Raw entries
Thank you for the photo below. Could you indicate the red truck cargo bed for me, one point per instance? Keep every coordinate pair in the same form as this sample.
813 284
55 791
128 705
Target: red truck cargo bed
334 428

* **Aim**:
Quote all of the entries above word for word, keeping every line unchanged.

* **Solution to the exercise**:
Thank you for the photo below. Could you indicate the red truck cargo bed for me, one point per instance? Keep every coordinate pair in the same form as this sample.
813 284
55 791
128 705
Target: red truck cargo bed
334 428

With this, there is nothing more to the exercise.